(Dataset excerpt)
----------

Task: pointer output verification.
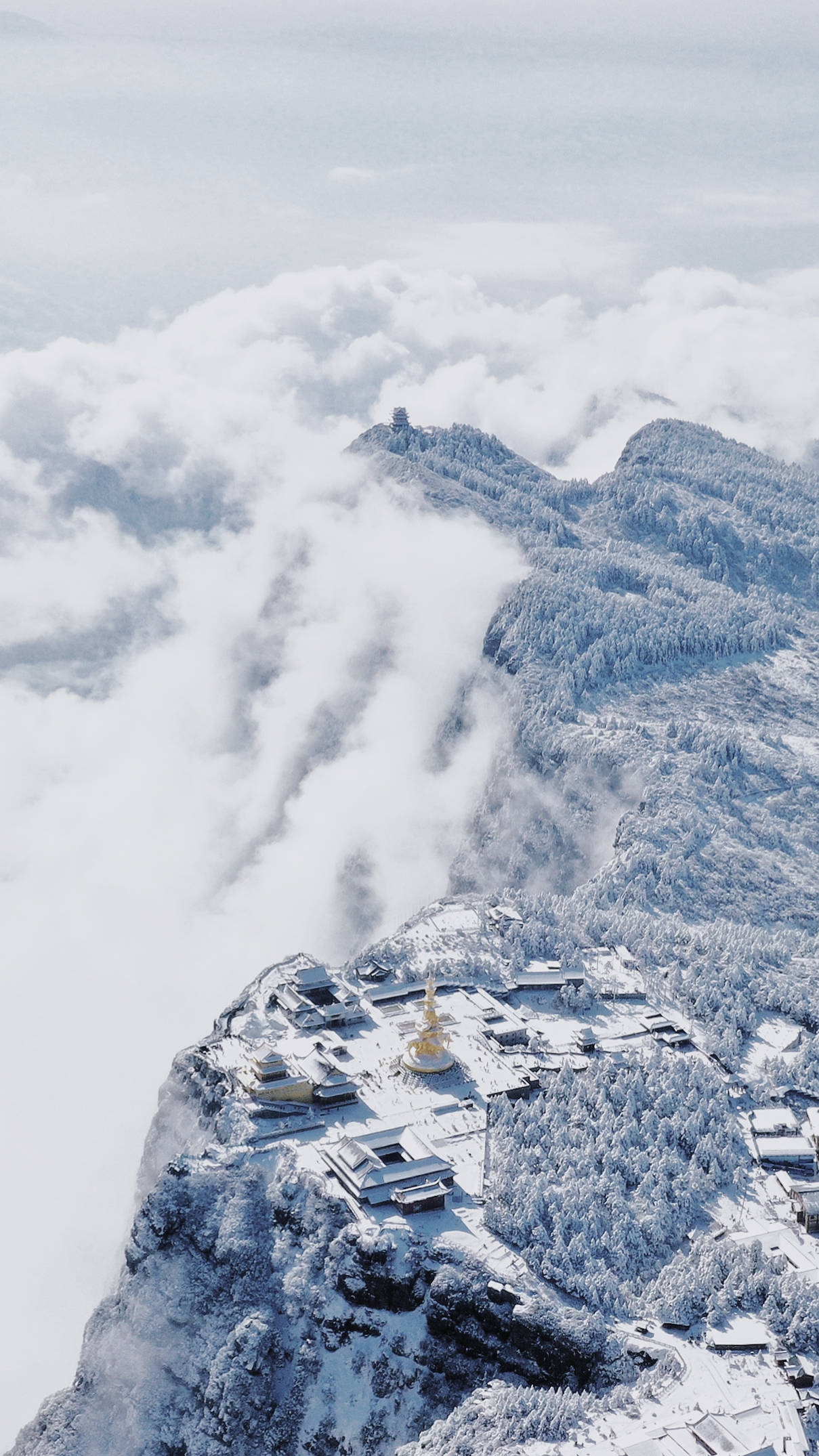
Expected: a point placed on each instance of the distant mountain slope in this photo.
(12, 24)
(663, 667)
(662, 790)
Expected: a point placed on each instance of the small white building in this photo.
(548, 976)
(789, 1151)
(773, 1121)
(391, 1165)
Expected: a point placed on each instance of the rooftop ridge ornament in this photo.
(429, 1052)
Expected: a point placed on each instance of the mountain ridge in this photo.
(660, 791)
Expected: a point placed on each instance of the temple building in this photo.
(429, 1050)
(272, 1079)
(391, 1165)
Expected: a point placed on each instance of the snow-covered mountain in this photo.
(660, 794)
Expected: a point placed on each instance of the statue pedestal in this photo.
(433, 1061)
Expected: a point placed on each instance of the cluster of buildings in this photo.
(717, 1436)
(778, 1139)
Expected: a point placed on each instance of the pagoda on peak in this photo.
(429, 1052)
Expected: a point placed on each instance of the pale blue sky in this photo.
(148, 173)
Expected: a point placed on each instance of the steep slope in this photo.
(665, 675)
(660, 790)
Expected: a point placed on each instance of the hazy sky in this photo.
(222, 649)
(146, 173)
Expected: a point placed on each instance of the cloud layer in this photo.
(230, 654)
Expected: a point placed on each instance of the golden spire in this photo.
(427, 1050)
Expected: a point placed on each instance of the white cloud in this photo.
(567, 255)
(352, 175)
(232, 647)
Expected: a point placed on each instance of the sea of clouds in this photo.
(230, 651)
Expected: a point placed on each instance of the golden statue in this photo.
(427, 1050)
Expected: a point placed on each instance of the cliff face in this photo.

----------

* **To do**:
Output every line of the data above as a JSON list of strings, one string per line, with blank lines skipped and the pictures left out.

* **Response to the exercise**:
[
  "Task: pointer output verification.",
  "Expected: a point placed on each instance of the distant mountain slope in this photo.",
  "(12, 24)",
  "(663, 667)",
  "(662, 790)",
  "Expected: a point placed on each instance of the small white building in this photo.",
  "(548, 976)",
  "(789, 1151)",
  "(773, 1121)",
  "(391, 1165)",
  "Expected: a point placed on each instance of the rooftop ridge ornament in this photo.",
  "(429, 1052)",
  "Expected: a point placed on each instance of the mountain ridge in this photo.",
  "(660, 791)",
  "Expected: a point placed on each instance of the temple building in this photo.",
  "(429, 1050)",
  "(272, 1079)",
  "(391, 1165)",
  "Expected: a point placed on each instance of the snow-covered mountain in this photo.",
  "(660, 794)",
  "Expected: a point placed on each instance of the statue pedestal in this photo.",
  "(433, 1061)",
  "Expected: a point placed on each instance of the cluster of buildings in this photo.",
  "(717, 1436)",
  "(778, 1139)",
  "Expected: a point placed on each instance of the pagoda on peak in this photo.",
  "(429, 1052)",
  "Expected: a point placed on each instance of the pale blue sky in this photo.",
  "(148, 173)",
  "Expected: a point placed on each instance of the steep slope in this photo.",
  "(665, 675)",
  "(660, 790)",
  "Expected: a point placed on each instance of the hazy sky in this photo.",
  "(222, 649)",
  "(146, 173)",
  "Expected: a point placed on each instance of the cloud layer in this photo.",
  "(230, 654)",
  "Expected: a point placed on each instance of the golden spire in this photo.",
  "(427, 1050)",
  "Expected: a point placed on each instance of the white cloud in this photo.",
  "(567, 255)",
  "(352, 175)",
  "(232, 647)",
  "Expected: a point placed on each instance of the sea of clouds in this photo.",
  "(230, 651)",
  "Expected: a point placed on each instance of the golden statue in this photo.",
  "(427, 1050)",
  "Expected: a point placed on each instance of the cliff face in this photo."
]